**ЗАДАННАЯ ИНСТРУКЦИЯ**
Замени во всех записях ниже «green shrub» на «green bush» и приведи эти строки заново, ничего больше в них не меняя.

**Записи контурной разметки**
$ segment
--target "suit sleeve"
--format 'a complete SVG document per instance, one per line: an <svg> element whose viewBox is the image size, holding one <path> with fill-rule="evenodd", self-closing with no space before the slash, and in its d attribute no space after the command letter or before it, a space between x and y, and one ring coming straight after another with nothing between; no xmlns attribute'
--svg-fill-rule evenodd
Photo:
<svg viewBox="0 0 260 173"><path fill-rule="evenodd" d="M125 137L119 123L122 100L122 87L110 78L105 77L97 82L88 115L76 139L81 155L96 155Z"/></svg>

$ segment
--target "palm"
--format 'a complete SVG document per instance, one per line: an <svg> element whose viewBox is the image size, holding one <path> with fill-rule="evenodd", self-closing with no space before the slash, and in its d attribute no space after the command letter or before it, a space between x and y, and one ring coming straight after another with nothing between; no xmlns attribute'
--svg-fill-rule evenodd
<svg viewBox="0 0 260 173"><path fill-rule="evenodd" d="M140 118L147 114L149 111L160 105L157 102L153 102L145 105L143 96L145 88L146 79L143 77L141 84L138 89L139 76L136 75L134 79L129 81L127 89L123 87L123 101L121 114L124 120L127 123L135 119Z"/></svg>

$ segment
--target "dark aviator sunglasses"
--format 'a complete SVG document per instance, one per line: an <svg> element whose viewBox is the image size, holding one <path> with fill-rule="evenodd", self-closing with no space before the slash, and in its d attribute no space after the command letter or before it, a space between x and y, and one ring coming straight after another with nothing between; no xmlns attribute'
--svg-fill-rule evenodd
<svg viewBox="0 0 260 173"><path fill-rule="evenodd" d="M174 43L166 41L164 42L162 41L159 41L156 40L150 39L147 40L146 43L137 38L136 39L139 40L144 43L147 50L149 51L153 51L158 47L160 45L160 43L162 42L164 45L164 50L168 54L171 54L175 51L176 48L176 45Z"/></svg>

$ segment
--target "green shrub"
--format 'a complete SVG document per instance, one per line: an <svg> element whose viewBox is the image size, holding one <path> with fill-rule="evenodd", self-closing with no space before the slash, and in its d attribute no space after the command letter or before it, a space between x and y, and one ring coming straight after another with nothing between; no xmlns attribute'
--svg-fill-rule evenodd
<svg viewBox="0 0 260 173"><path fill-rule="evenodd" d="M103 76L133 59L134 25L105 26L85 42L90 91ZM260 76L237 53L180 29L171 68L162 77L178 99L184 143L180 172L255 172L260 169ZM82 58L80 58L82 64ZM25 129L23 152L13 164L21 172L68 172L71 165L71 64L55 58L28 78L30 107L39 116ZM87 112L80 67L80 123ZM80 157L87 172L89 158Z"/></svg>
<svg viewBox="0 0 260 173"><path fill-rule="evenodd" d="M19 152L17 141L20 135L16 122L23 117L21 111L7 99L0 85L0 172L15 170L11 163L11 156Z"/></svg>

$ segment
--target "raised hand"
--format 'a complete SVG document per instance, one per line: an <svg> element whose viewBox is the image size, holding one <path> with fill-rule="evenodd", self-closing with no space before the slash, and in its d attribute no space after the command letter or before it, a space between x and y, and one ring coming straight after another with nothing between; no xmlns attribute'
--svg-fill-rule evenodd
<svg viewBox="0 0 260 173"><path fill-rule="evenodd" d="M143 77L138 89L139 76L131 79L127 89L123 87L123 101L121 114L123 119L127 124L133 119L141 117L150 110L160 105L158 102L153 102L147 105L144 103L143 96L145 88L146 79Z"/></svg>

**ГОТОВЫЙ ОТВЕТ**
$ segment
--target "suit sleeve"
--format 'a complete SVG document per instance, one per line: an <svg> element whose viewBox is the image size, holding one <path> with fill-rule="evenodd", self-closing with no space before the slash, and in its d attribute no space after the command letter or before it, a space between x and y, and one ring coming straight after another with nothing between; no xmlns attribute'
--svg-fill-rule evenodd
Photo:
<svg viewBox="0 0 260 173"><path fill-rule="evenodd" d="M125 137L119 123L122 100L122 87L110 78L105 77L97 82L88 115L76 139L81 155L96 155Z"/></svg>

$ segment
--target "palm"
--format 'a complete SVG document per instance, one per line: an <svg> element whose viewBox is the image size, holding one <path> with fill-rule="evenodd", self-closing with no space before the slash, and in its d attribute no space after the command letter or before it, a space between x and y, and one ring coming straight after another with nothing between; no xmlns attribute'
--svg-fill-rule evenodd
<svg viewBox="0 0 260 173"><path fill-rule="evenodd" d="M140 118L147 114L149 111L160 105L157 102L153 102L145 105L143 96L145 88L146 79L143 77L141 84L138 89L139 76L136 75L134 79L129 81L127 89L123 87L123 101L121 114L124 120L127 123L135 119Z"/></svg>

$ segment
--target "dark aviator sunglasses"
--format 'a complete SVG document per instance, one per line: an <svg> element whose viewBox is the image size, holding one <path> with fill-rule="evenodd", self-closing with no space before the slash, and in its d attribute no space after the command letter or before it, a space between x and y, and one ring coming straight after another with nothing between; no xmlns attribute'
--svg-fill-rule evenodd
<svg viewBox="0 0 260 173"><path fill-rule="evenodd" d="M174 43L166 41L164 42L162 41L159 41L156 40L150 39L147 40L146 43L137 38L136 39L139 40L144 43L147 50L149 51L153 51L158 47L160 45L160 43L162 42L164 45L164 50L168 54L171 54L175 51L176 48L176 45Z"/></svg>

$ segment
--target "green bush"
--format 'a complete SVG document per instance, one per line: an <svg> element whose viewBox is the image size, holding one <path> with fill-rule="evenodd", self-closing with no space before the slash, and in its d attribute no space after the command letter or before it, a space between x and y, and one ring coming straight after another with nothing between; no xmlns attribute'
--svg-fill-rule evenodd
<svg viewBox="0 0 260 173"><path fill-rule="evenodd" d="M103 76L133 59L134 25L105 26L85 42L90 91ZM260 76L237 53L180 29L171 68L162 77L178 99L184 143L180 172L255 172L260 169ZM82 58L80 58L82 64ZM25 129L23 152L13 164L21 172L68 172L71 165L71 64L55 58L28 78L30 107L39 116ZM87 112L80 67L80 123ZM80 157L87 172L89 158Z"/></svg>
<svg viewBox="0 0 260 173"><path fill-rule="evenodd" d="M19 152L17 141L20 135L16 122L23 117L21 111L7 99L0 85L0 172L15 170L11 163L11 156Z"/></svg>

$ segment
--target "raised hand"
--format 'a complete SVG document per instance, one per line: an <svg> element whose viewBox is the image size, holding one <path> with fill-rule="evenodd", self-closing with no space before the slash, and in its d attribute no space after the command letter or before it, a space between x and y, and one ring coming straight after another with nothing between; no xmlns attribute'
--svg-fill-rule evenodd
<svg viewBox="0 0 260 173"><path fill-rule="evenodd" d="M143 77L138 89L139 76L131 79L127 89L123 87L123 101L121 114L123 119L127 124L133 119L141 117L150 110L160 105L158 102L153 102L147 105L144 103L143 96L145 88L146 79Z"/></svg>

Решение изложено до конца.